§ Kutipan Pilihan:

·····

Pemindahbukuan Deposit Pajak: Keterdesakan Penyelesaian Kewajiban Perpajakan oleh Bendahara Instansi Pemerintah Menjelang Akhir Tahun 2025

Ilustrasi foto Sosialisasi KPPN dan KPP Perpajakan IP kepada Instansi Pemerintah Daerah. (doc. KPP Pratama Padang Sidempuan)
Ilustrasi foto Sosialisasi KPPN dan KPP Perpajakan IP kepada Instansi Pemerintah Daerah. (doc. KPP Pratama Padang Sidempuan)

Sejak diberlakukannya Peraturan Menteri Keuangan Nomor 81 Tahun 2024 tentang Ketentuan Perpajakan dalam Rangka Pelaksanaan Sistem Inti Administrasi Perpajakan, lanskap administrasi perpajakan Indonesia mengalami perubahan penting.

Salah satu terminologi baru yang mengemuka adalah deposit pajak. Berdasarkan Pasal 1 angka 112 PMK tersebut, deposit pajak didefinisikan sebagai pembayaran pajak yang belum dikaitkan langsung dengan jenis kewajiban pajak tertentu.

Bacaan Lainnya

Secara sederhana, deposit pajak dapat dipahami sebagai dana yang ditempatkan terlebih dahulu dalam “dompet elektronik” sistem perpajakan berbasis Coretax. Wajib pajak menyetorkan dana dengan kode akun pajak dan kode jenis setoran 411618-100. Namun, penyetoran ini belum menyelesaikan kewajiban perpajakan apa pun. Ia baru sebatas penempatan dana, bukan pemenuhan kewajiban. Analogi yang lebih dekat adalah pengisian saldo dalam platform niaga elektronik: saldo telah terisi, tetapi transaksi belum dilakukan.

Fenomena di lapangan menunjukkan adanya kesalahpahaman konseptual mengenai hal ini. Dalam berbagai sesi edukasi perpajakan kepada bendahara instansi pemerintah, masih ditemukan praktik bahwa kewajiban perpajakan dianggap selesai hanya dengan membuat billing deposit pajak dan melakukan penyetoran. Padahal, penyetoran deposit barulah langkah awal. Masih terdapat tahapan lanjutan yang menentukan pemenuhan kewajiban perpajakan secara hukum dan administratif.

·····

[Kutipan data anotasi titik]
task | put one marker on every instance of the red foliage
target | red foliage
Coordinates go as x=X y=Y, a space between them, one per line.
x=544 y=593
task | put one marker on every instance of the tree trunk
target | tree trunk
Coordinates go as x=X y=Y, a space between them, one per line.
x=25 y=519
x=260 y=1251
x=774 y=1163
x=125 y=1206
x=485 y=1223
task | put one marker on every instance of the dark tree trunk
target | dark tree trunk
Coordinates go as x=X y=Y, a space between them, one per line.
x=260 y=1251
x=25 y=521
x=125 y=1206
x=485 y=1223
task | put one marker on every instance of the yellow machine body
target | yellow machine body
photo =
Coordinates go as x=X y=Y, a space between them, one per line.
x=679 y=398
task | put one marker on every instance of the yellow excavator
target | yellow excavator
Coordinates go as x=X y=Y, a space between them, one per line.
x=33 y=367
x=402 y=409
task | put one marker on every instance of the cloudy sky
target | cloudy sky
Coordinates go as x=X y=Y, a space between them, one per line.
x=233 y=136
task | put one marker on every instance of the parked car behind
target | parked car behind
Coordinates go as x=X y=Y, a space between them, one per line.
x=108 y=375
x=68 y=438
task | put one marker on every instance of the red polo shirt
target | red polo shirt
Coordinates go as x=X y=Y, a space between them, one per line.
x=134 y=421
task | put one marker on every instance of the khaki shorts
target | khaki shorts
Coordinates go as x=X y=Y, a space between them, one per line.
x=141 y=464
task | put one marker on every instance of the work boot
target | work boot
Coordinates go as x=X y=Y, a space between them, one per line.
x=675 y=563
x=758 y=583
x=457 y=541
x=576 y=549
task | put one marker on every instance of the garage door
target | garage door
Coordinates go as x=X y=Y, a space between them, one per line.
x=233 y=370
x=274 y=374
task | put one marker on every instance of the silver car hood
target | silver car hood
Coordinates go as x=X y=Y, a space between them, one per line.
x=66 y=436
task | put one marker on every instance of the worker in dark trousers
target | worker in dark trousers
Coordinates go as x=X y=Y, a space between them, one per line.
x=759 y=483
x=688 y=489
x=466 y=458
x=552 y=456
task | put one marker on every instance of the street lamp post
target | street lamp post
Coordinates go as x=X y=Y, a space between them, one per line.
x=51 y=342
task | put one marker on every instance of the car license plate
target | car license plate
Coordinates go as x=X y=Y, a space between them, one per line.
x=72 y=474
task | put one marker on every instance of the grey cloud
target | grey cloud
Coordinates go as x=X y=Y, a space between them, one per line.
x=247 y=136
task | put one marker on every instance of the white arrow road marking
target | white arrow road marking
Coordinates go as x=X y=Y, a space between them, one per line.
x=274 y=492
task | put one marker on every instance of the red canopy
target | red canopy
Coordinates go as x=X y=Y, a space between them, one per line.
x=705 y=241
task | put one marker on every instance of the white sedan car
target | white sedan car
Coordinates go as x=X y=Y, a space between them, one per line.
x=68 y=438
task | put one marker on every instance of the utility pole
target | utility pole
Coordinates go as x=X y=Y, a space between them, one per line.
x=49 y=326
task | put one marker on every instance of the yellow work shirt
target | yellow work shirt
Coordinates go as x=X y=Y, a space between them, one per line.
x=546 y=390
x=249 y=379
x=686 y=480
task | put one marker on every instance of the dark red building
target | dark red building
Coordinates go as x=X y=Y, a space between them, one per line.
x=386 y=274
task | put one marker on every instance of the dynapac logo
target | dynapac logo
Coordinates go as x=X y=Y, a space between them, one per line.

·····

§ Yang Diminta:
1) Dalam teks tentang deposit pajak, kode akun pajak dan kode jenis setoran apa yang dipakai wajib pajak saat menyetorkan deposit pajak?
2) Sebutkan semua pihak yang namanya muncul dalam keterangan foto pada teks tentang deposit pajak.
3) Salin tanpa perubahan seluruh bagian teks tentang deposit pajak, mulai dari "Salah satu terminologi" hingga "transaksi belum dilakukan.".

§ Kunci Jawaban:
1) 411618-100

2) KPPN; KPP Perpajakan IP; Instansi Pemerintah Daerah; KPP Pratama Padang Sidempuan

3)
Salah satu terminologi baru yang mengemuka adalah deposit pajak. Berdasarkan Pasal 1 angka 112 PMK tersebut, deposit pajak didefinisikan sebagai pembayaran pajak yang belum dikaitkan langsung dengan jenis kewajiban pajak tertentu.

Bacaan Lainnya

Secara sederhana, deposit pajak dapat dipahami sebagai dana yang ditempatkan terlebih dahulu dalam “dompet elektronik” sistem perpajakan berbasis Coretax. Wajib pajak menyetorkan dana dengan kode akun pajak dan kode jenis setoran 411618-100. Namun, penyetoran ini belum menyelesaikan kewajiban perpajakan apa pun. Ia baru sebatas penempatan dana, bukan pemenuhan kewajiban. Analogi yang lebih dekat adalah pengisian saldo dalam platform niaga elektronik: saldo telah terisi, tetapi transaksi belum dilakukan.